What this task involves
The required output consists solely of the lines from the line containing "Phrase: child's hand" through the end of the records, copied exactly.

Given records
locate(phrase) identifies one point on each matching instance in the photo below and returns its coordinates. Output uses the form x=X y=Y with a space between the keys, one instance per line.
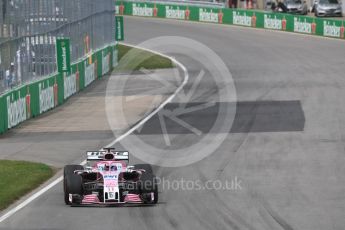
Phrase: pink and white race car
x=108 y=180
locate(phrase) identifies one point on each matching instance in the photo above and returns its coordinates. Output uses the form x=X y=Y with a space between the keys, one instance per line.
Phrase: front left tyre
x=72 y=182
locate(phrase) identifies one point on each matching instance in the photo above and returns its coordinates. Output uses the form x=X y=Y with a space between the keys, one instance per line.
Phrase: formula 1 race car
x=108 y=180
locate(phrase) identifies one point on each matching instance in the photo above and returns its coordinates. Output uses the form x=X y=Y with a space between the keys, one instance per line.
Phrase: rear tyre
x=72 y=182
x=146 y=167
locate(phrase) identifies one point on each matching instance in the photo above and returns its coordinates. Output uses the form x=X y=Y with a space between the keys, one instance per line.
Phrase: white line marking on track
x=20 y=206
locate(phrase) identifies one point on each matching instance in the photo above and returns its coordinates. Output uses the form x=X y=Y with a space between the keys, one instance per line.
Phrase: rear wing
x=99 y=155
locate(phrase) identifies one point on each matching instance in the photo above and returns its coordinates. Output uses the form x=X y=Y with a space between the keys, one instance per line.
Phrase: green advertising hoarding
x=63 y=55
x=36 y=98
x=119 y=30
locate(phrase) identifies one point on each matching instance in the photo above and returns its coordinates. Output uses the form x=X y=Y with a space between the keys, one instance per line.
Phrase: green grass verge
x=18 y=178
x=134 y=59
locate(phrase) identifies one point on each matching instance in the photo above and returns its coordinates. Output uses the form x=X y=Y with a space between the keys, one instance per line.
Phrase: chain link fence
x=28 y=29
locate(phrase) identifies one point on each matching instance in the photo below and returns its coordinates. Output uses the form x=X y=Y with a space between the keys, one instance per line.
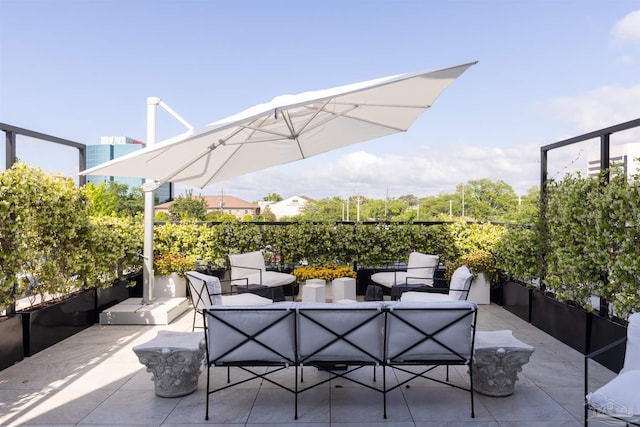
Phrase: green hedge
x=592 y=239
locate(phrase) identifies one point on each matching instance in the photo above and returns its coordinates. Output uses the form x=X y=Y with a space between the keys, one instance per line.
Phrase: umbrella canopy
x=289 y=128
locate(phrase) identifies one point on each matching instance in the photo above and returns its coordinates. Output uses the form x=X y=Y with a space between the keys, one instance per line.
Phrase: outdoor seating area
x=95 y=377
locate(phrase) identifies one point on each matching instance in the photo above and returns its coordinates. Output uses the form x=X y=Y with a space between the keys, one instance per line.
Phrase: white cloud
x=427 y=171
x=598 y=108
x=627 y=30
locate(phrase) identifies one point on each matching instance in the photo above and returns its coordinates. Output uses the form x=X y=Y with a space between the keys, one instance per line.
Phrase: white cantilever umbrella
x=289 y=128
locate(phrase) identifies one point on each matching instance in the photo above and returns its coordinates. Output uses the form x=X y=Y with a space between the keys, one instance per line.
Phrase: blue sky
x=547 y=70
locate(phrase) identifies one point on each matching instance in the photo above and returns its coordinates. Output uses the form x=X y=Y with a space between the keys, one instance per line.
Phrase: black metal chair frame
x=353 y=365
x=434 y=363
x=246 y=365
x=197 y=296
x=587 y=406
x=388 y=360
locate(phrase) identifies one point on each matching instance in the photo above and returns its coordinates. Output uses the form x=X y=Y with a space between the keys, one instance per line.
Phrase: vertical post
x=543 y=216
x=147 y=268
x=10 y=157
x=82 y=165
x=604 y=155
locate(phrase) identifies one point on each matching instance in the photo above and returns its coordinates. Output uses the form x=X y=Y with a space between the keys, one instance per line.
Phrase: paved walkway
x=94 y=378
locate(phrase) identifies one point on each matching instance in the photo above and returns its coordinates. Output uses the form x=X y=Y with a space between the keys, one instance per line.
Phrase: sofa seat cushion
x=412 y=296
x=246 y=299
x=619 y=397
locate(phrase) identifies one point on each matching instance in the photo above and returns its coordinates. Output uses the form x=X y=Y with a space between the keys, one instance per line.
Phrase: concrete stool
x=497 y=359
x=314 y=290
x=344 y=288
x=176 y=361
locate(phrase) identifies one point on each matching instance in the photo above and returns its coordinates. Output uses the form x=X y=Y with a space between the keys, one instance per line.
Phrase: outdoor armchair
x=419 y=273
x=619 y=398
x=458 y=288
x=248 y=271
x=206 y=291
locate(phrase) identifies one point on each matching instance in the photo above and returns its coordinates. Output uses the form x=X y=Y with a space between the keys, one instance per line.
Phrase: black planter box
x=53 y=323
x=603 y=332
x=11 y=346
x=108 y=297
x=496 y=295
x=136 y=290
x=516 y=298
x=562 y=321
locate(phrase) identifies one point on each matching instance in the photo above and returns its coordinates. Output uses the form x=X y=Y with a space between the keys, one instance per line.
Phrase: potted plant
x=169 y=269
x=324 y=272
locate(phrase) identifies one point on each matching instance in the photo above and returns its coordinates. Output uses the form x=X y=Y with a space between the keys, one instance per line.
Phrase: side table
x=497 y=358
x=176 y=360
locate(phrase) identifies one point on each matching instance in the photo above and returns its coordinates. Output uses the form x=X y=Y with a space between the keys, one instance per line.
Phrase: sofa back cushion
x=430 y=331
x=341 y=332
x=251 y=334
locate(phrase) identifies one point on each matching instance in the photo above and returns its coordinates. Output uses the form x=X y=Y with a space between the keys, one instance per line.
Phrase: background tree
x=188 y=207
x=322 y=210
x=272 y=197
x=439 y=208
x=487 y=200
x=266 y=215
x=114 y=199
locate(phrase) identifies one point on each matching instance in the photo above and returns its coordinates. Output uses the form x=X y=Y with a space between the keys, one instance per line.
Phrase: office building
x=112 y=147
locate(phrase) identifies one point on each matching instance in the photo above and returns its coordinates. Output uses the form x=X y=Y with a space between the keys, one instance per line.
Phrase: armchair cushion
x=249 y=269
x=619 y=397
x=458 y=288
x=420 y=271
x=245 y=264
x=269 y=278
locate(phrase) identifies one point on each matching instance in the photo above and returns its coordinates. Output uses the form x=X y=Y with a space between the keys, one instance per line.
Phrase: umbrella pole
x=148 y=187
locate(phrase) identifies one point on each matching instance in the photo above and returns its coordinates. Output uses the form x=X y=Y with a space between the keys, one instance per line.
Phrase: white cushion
x=364 y=343
x=408 y=322
x=461 y=281
x=425 y=296
x=230 y=344
x=244 y=264
x=390 y=278
x=632 y=354
x=619 y=397
x=267 y=278
x=420 y=271
x=245 y=299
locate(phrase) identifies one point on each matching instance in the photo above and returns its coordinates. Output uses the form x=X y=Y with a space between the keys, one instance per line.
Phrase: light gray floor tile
x=526 y=404
x=95 y=378
x=132 y=407
x=443 y=403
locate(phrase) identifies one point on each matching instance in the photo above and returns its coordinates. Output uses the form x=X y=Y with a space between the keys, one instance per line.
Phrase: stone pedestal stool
x=497 y=359
x=314 y=290
x=176 y=360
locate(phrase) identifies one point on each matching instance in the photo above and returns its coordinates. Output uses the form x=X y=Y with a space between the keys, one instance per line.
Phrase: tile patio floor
x=94 y=378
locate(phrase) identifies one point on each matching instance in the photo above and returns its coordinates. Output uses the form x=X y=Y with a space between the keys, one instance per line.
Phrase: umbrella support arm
x=149 y=187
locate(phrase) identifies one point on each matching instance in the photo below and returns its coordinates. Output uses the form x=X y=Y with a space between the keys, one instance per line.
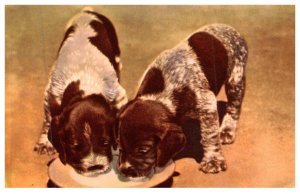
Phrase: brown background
x=264 y=152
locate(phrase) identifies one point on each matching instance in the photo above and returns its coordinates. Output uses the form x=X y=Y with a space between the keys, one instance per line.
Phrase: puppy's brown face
x=82 y=131
x=147 y=138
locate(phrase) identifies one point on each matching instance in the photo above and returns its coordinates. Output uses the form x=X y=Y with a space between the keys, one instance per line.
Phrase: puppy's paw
x=227 y=130
x=227 y=136
x=44 y=146
x=213 y=165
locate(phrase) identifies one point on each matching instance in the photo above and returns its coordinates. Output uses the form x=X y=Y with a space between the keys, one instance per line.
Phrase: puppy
x=83 y=94
x=182 y=84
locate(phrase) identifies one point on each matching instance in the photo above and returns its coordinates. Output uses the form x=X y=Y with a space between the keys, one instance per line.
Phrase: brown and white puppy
x=83 y=95
x=180 y=84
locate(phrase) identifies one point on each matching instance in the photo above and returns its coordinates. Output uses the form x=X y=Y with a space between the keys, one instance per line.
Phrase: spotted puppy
x=83 y=94
x=180 y=84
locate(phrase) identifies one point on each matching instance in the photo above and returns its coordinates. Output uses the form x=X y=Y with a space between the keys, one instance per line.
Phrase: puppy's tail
x=87 y=8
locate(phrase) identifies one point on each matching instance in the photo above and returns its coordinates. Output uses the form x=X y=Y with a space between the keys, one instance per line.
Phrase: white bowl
x=66 y=176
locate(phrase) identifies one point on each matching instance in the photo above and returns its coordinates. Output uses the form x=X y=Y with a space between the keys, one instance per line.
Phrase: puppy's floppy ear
x=172 y=141
x=71 y=94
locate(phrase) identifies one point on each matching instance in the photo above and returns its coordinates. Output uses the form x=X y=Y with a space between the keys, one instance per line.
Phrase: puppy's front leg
x=43 y=144
x=213 y=160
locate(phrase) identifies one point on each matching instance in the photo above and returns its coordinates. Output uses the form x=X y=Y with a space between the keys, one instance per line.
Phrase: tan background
x=264 y=152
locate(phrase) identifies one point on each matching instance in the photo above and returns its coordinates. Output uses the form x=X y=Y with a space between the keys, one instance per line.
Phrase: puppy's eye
x=143 y=150
x=105 y=143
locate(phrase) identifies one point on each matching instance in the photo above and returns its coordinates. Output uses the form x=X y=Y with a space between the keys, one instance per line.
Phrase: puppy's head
x=148 y=138
x=81 y=130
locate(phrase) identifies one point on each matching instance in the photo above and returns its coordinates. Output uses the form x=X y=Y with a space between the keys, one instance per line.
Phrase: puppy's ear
x=71 y=94
x=171 y=142
x=62 y=154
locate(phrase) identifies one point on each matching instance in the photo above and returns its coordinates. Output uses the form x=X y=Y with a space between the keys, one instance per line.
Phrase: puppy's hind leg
x=235 y=92
x=43 y=144
x=213 y=160
x=235 y=89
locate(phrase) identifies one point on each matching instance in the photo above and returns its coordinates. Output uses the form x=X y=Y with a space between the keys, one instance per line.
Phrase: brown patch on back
x=213 y=58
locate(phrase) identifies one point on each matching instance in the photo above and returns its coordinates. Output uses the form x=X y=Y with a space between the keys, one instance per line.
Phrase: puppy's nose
x=129 y=171
x=95 y=167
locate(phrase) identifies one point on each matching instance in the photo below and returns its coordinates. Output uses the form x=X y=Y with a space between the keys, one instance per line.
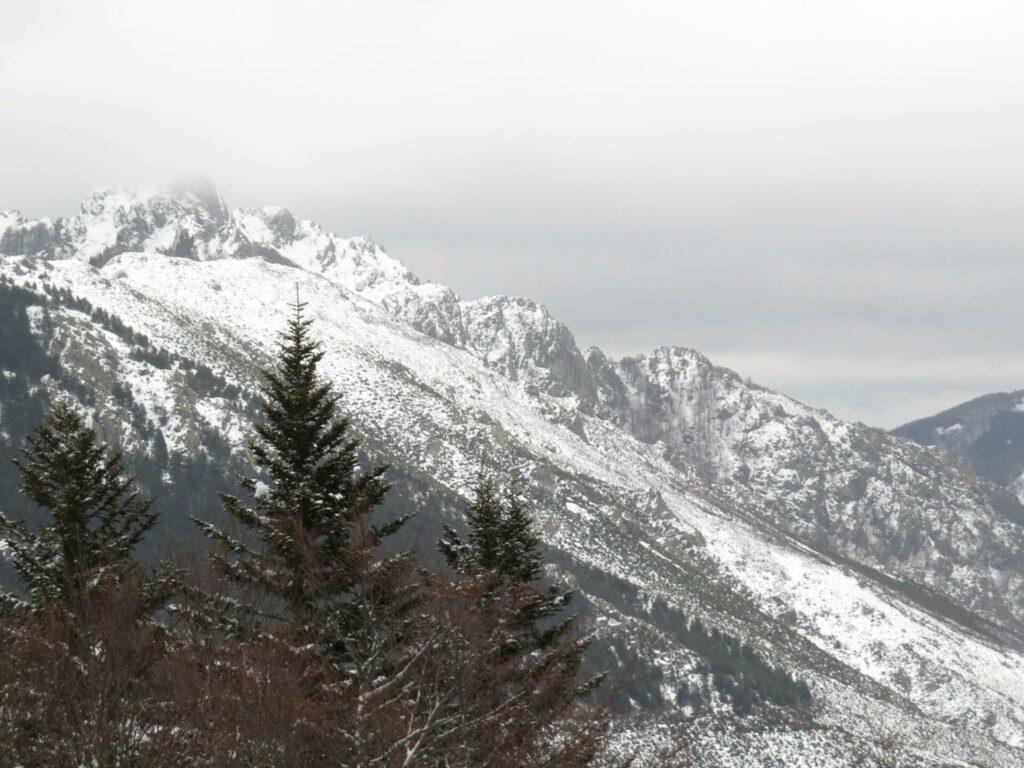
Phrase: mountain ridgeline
x=796 y=584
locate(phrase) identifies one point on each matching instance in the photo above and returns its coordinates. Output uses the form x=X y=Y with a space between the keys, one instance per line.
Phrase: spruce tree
x=308 y=519
x=503 y=546
x=95 y=514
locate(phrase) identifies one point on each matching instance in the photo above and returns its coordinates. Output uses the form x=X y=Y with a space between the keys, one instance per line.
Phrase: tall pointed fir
x=95 y=515
x=308 y=537
x=502 y=545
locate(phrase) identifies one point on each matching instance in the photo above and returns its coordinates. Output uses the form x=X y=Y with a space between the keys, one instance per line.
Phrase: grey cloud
x=823 y=196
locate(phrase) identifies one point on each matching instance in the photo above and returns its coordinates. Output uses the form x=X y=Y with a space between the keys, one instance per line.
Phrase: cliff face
x=883 y=573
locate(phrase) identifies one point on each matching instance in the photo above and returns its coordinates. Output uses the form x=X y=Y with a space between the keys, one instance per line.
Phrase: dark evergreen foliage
x=503 y=545
x=310 y=521
x=95 y=514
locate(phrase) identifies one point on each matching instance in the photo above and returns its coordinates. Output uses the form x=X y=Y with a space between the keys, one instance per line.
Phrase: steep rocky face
x=840 y=487
x=520 y=339
x=671 y=491
x=986 y=432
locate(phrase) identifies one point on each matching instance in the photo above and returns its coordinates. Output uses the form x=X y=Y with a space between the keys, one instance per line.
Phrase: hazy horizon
x=826 y=199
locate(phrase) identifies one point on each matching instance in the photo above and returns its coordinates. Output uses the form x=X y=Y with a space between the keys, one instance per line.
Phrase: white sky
x=825 y=196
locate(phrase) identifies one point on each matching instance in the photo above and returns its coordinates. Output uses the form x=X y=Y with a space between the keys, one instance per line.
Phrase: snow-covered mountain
x=888 y=578
x=986 y=432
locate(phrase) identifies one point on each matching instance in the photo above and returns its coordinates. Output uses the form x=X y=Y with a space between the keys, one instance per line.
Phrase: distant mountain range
x=886 y=576
x=986 y=432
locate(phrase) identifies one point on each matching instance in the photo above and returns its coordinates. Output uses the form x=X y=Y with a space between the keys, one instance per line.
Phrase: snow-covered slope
x=636 y=467
x=986 y=432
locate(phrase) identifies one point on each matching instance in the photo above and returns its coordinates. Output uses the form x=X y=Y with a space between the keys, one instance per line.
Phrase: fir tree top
x=96 y=515
x=309 y=496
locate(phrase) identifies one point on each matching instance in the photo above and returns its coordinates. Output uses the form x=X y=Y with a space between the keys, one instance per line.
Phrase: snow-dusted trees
x=95 y=516
x=312 y=644
x=83 y=680
x=307 y=539
x=503 y=550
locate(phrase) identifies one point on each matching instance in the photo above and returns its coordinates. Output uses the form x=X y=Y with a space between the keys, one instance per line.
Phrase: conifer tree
x=503 y=545
x=95 y=514
x=309 y=517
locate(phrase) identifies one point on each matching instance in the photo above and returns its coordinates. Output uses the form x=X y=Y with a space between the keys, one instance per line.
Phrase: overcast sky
x=827 y=197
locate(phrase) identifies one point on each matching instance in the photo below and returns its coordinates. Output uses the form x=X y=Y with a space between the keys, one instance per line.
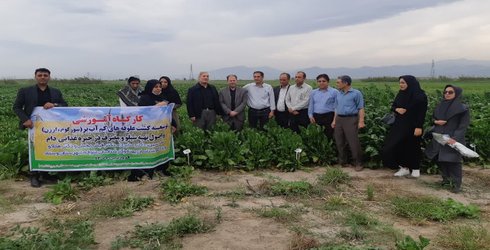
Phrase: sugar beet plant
x=250 y=149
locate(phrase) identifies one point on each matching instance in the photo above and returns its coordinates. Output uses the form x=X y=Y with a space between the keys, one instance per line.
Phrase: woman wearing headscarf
x=402 y=144
x=172 y=96
x=129 y=95
x=151 y=96
x=450 y=117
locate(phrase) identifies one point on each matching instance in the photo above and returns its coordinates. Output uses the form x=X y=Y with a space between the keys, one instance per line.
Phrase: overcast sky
x=112 y=39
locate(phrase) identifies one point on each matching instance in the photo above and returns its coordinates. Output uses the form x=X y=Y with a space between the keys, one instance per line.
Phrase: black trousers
x=300 y=119
x=452 y=172
x=257 y=118
x=282 y=118
x=325 y=120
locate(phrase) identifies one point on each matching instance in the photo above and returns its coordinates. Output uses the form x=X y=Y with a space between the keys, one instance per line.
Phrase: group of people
x=340 y=111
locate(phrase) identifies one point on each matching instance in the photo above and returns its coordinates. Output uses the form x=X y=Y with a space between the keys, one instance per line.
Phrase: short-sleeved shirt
x=322 y=101
x=260 y=97
x=349 y=103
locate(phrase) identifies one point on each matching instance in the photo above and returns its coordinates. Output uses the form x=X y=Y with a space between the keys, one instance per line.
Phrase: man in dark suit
x=39 y=95
x=203 y=103
x=281 y=113
x=233 y=100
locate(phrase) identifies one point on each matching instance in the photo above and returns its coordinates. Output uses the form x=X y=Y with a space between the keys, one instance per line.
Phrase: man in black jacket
x=39 y=95
x=281 y=113
x=203 y=103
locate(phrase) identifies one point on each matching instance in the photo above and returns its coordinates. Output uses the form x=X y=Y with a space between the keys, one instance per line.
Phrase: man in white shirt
x=260 y=101
x=297 y=100
x=281 y=114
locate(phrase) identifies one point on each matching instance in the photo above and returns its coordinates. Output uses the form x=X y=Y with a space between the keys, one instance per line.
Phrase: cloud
x=118 y=38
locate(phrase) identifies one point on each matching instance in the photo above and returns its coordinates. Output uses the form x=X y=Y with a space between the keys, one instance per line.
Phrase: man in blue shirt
x=322 y=104
x=348 y=119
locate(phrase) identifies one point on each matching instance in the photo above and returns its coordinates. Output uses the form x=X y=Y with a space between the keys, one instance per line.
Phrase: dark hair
x=231 y=75
x=287 y=75
x=325 y=76
x=133 y=78
x=259 y=72
x=169 y=82
x=345 y=79
x=43 y=70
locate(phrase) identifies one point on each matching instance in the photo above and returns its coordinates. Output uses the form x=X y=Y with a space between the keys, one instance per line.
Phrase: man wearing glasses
x=39 y=95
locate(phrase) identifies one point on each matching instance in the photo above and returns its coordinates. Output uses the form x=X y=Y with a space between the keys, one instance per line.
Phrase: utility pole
x=191 y=74
x=433 y=70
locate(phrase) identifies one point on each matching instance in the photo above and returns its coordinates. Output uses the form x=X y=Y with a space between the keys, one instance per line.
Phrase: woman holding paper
x=451 y=117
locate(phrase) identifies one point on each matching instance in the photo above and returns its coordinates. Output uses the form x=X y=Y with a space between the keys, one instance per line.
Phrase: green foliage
x=94 y=180
x=74 y=235
x=431 y=208
x=466 y=237
x=290 y=188
x=320 y=149
x=123 y=207
x=132 y=204
x=60 y=192
x=257 y=149
x=279 y=214
x=158 y=236
x=253 y=150
x=334 y=177
x=284 y=143
x=410 y=244
x=175 y=189
x=193 y=139
x=181 y=172
x=224 y=150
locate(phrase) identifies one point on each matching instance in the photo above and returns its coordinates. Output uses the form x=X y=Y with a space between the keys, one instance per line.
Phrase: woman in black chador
x=402 y=144
x=450 y=117
x=172 y=96
x=151 y=96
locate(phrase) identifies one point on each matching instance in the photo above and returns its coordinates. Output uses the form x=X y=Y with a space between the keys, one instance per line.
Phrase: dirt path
x=240 y=227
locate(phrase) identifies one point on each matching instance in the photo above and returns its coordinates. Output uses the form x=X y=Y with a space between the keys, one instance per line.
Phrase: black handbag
x=389 y=118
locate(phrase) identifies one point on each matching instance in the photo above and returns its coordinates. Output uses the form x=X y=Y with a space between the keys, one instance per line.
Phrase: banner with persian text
x=100 y=138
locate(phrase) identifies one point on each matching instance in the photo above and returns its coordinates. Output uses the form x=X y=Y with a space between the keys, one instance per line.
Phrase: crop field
x=249 y=190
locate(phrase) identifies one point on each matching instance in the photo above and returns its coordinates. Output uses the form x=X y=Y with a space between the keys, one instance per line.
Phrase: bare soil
x=240 y=225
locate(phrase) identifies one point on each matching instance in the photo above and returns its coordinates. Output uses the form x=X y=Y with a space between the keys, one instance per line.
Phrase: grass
x=60 y=192
x=465 y=237
x=286 y=188
x=334 y=177
x=300 y=241
x=122 y=207
x=431 y=208
x=60 y=235
x=175 y=189
x=336 y=202
x=94 y=180
x=158 y=235
x=281 y=214
x=408 y=243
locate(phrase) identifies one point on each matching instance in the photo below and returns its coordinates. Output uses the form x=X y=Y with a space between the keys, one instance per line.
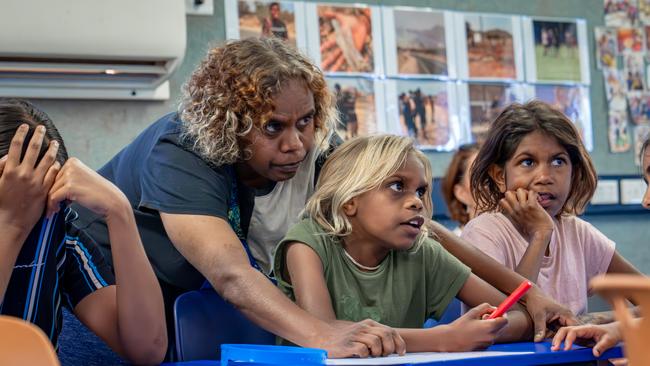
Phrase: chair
x=204 y=321
x=23 y=343
x=617 y=289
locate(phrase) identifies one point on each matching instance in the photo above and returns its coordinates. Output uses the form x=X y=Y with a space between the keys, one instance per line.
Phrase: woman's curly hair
x=231 y=92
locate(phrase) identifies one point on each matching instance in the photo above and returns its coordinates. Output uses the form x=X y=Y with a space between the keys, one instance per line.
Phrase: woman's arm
x=129 y=316
x=539 y=306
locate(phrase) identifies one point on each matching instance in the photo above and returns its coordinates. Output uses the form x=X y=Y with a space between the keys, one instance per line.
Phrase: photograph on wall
x=618 y=134
x=490 y=46
x=620 y=13
x=345 y=38
x=606 y=47
x=644 y=11
x=614 y=83
x=641 y=134
x=557 y=52
x=424 y=114
x=355 y=102
x=486 y=101
x=267 y=19
x=420 y=41
x=639 y=104
x=634 y=72
x=573 y=101
x=630 y=40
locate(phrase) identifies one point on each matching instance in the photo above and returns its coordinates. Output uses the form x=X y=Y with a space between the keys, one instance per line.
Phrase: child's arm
x=533 y=223
x=606 y=336
x=129 y=316
x=305 y=273
x=23 y=189
x=540 y=307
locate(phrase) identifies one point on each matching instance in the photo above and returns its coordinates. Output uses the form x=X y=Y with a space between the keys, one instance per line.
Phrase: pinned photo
x=557 y=53
x=424 y=114
x=345 y=38
x=639 y=104
x=634 y=71
x=630 y=40
x=614 y=83
x=490 y=46
x=355 y=101
x=486 y=102
x=606 y=47
x=620 y=13
x=618 y=132
x=420 y=40
x=267 y=19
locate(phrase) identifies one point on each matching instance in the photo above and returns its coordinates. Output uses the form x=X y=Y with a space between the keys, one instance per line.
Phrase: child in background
x=362 y=252
x=46 y=262
x=530 y=180
x=455 y=186
x=606 y=336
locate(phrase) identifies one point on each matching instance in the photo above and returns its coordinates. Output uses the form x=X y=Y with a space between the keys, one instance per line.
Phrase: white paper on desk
x=420 y=357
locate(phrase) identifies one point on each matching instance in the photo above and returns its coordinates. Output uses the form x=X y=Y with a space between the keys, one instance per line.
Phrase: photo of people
x=267 y=19
x=345 y=38
x=618 y=134
x=630 y=40
x=606 y=46
x=557 y=55
x=490 y=48
x=634 y=72
x=355 y=101
x=424 y=113
x=639 y=107
x=620 y=13
x=486 y=102
x=420 y=39
x=568 y=100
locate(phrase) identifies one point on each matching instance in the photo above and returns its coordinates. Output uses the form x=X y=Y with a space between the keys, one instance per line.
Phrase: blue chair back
x=204 y=321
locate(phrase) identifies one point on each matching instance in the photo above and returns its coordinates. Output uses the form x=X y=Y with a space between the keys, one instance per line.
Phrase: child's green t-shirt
x=407 y=288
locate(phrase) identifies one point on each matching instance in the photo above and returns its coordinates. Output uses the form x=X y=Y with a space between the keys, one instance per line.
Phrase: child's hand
x=526 y=214
x=78 y=183
x=471 y=331
x=606 y=336
x=24 y=184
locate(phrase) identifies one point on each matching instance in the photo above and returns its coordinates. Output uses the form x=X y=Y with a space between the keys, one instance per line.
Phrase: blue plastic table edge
x=577 y=354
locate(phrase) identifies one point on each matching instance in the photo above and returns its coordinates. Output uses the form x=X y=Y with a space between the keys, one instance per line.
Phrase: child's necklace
x=359 y=264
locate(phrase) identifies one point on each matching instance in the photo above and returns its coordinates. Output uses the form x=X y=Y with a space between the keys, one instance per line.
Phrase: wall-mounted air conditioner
x=90 y=49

Response to this exercise
Phrase: child's hand
x=526 y=214
x=78 y=183
x=471 y=331
x=606 y=336
x=24 y=184
locate(phrase) identifies one point on each matching instance in the photo above and returns its coordinates. Output uses the form x=X y=Y with a space between the keys, one instance per line.
Phrase: blue plastic table edge
x=577 y=354
locate(phrase) identifies one point on each matching instance in the photo above and returns its coordinates. Output uses the form x=X y=Y with a space between the keys, one instance per line.
Phrase: child's necklace
x=359 y=264
locate(phrase) identifies one point on each matching instance in the photo above and returns its coordinates. Output uses the form x=X y=Y with a space between the keys, one instance per line.
Phrase: wall-mounted air conditioner
x=90 y=49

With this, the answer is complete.